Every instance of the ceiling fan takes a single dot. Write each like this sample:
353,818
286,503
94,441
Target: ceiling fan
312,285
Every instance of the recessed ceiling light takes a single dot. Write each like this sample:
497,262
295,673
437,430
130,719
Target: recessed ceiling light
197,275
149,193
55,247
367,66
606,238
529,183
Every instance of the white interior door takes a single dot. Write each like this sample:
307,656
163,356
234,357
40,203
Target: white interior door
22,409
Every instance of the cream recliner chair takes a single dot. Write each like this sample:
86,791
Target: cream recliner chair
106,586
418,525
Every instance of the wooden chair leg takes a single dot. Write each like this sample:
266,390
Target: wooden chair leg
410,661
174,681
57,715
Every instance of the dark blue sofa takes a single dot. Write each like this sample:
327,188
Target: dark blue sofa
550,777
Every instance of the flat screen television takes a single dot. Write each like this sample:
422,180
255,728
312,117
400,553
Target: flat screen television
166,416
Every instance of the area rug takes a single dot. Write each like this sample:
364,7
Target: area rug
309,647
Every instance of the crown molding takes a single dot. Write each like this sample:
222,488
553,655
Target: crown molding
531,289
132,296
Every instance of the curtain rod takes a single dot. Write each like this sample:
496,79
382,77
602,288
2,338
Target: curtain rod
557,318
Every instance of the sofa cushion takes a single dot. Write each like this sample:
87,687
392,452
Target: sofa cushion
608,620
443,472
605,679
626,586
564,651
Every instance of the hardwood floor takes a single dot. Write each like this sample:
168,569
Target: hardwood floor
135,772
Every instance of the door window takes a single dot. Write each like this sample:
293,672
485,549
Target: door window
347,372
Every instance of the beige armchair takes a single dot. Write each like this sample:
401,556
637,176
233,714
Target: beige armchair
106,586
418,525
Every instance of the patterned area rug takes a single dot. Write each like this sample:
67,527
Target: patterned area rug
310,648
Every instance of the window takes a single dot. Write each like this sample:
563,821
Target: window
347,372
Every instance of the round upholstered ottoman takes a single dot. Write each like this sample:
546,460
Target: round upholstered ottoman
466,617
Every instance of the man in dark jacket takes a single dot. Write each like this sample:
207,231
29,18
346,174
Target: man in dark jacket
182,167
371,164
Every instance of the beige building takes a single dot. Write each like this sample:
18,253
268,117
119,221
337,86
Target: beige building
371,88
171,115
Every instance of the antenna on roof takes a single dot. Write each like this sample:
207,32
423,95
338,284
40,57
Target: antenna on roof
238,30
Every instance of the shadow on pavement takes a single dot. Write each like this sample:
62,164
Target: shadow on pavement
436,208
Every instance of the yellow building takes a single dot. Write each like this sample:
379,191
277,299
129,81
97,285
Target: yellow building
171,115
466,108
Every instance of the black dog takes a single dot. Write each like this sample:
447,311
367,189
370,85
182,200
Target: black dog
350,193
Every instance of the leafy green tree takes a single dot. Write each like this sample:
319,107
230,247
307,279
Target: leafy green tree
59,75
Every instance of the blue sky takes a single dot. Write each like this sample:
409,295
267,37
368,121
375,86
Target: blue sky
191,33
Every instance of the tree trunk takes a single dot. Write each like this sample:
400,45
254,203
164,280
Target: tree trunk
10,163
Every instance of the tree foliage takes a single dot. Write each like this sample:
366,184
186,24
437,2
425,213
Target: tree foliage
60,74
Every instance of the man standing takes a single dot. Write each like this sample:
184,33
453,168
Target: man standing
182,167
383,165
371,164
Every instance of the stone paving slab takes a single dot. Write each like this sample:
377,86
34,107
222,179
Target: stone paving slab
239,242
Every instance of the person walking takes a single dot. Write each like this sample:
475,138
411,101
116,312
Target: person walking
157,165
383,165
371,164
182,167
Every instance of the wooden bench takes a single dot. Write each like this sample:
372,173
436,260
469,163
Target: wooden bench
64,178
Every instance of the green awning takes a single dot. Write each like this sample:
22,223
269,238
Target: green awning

Task to carry out.
Starting with the line that contains "Every instance of the tree foliage" and continuing through the final line of the data above, lay out those lines as a numbered list, with any blank lines left out.

Answer to the task.
1. Every instance of the tree foliage takes a single dot. Write each like this sample:
2. 366,184
3. 186,24
4. 437,2
5. 425,213
6. Target: tree foliage
7. 60,74
8. Every instance of the man standing takes a single dot. Write each like this sample:
9. 184,33
10. 453,168
11. Target: man standing
12. 182,167
13. 383,165
14. 371,164
15. Every instance of the stone paving slab takes a single dot. Write each like this sample:
16. 377,86
17. 34,107
18. 222,179
19. Target: stone paving slab
20. 239,242
21. Every instance of the person walking takes a single dot. Write each like this sample:
22. 475,138
23. 411,101
24. 116,312
25. Target: person walking
26. 157,165
27. 383,165
28. 371,164
29. 182,167
30. Every instance of the wooden bench takes a single dot. Write each like this sample:
31. 372,173
32. 436,260
33. 469,163
34. Target: wooden bench
35. 64,178
36. Every instance of the green awning takes a single dot. Write each like this sample:
37. 22,223
38. 269,238
39. Target: green awning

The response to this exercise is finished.